## TASK TO COMPLETE
In the records below, locate the line containing "Category: child's shorts"; output that line and every following line through the last, exactly.

[Collection entries]

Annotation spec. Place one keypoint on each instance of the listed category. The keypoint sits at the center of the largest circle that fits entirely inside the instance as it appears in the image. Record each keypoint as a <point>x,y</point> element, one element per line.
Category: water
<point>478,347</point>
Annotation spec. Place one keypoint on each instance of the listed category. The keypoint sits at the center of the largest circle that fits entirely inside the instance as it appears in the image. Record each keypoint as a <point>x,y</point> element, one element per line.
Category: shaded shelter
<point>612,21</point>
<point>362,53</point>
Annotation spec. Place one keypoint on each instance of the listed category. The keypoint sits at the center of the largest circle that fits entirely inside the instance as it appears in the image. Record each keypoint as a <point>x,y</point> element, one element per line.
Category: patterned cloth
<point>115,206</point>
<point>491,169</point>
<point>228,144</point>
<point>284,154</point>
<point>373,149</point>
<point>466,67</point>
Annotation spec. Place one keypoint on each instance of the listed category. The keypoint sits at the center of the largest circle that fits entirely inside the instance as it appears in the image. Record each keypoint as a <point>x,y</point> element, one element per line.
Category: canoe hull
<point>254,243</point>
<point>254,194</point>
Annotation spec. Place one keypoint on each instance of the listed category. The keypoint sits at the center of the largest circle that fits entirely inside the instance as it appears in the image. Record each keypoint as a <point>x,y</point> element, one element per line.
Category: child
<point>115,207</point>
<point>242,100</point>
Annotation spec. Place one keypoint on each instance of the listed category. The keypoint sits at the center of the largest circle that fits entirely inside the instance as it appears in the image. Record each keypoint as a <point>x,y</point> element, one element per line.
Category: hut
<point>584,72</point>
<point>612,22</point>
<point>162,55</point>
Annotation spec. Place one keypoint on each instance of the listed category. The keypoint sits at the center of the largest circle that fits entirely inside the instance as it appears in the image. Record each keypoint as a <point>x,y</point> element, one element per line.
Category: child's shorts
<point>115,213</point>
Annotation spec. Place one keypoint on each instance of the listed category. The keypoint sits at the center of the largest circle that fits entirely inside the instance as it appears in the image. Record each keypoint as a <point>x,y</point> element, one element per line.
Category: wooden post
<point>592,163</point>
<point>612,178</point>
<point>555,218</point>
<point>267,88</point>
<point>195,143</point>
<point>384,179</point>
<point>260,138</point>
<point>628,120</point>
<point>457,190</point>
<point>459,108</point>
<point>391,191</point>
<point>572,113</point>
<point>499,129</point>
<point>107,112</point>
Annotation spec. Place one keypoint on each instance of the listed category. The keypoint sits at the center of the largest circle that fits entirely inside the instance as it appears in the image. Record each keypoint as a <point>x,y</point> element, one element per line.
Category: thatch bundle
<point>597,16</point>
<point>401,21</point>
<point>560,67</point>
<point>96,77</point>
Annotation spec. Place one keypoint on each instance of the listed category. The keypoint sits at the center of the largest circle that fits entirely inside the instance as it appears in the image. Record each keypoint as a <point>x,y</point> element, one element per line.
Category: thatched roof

## RESULT OF THIS TASK
Category: child's shorts
<point>115,213</point>
Annotation spec. Place one keypoint on each instance of the listed category. The keypoint sits at the center of the largest circle that fits entirely inside the instance as it appears in the image. Record each keypoint as a <point>x,y</point> element, one element per line.
Category: wooden post
<point>592,163</point>
<point>612,178</point>
<point>555,218</point>
<point>267,88</point>
<point>195,143</point>
<point>384,179</point>
<point>260,138</point>
<point>628,120</point>
<point>457,190</point>
<point>459,108</point>
<point>391,191</point>
<point>572,113</point>
<point>499,129</point>
<point>107,112</point>
Annotation spec. Place one keypoint on each instance of the listed category. The keypoint sits at the center of the largest circle that fits entirely inside the instance as it appears in the image. Record each keypoint as a <point>x,y</point> element, one element per line.
Category: thatch bundle
<point>597,16</point>
<point>401,21</point>
<point>560,67</point>
<point>96,77</point>
Annotation spec. Place one keypoint on each instance of the listed category. The keypoint sits at the center of the largest circle that fits entirely inside the instance as it appears in the image. Record each keypoint as a <point>x,y</point> element, one element per line.
Category: thatched roof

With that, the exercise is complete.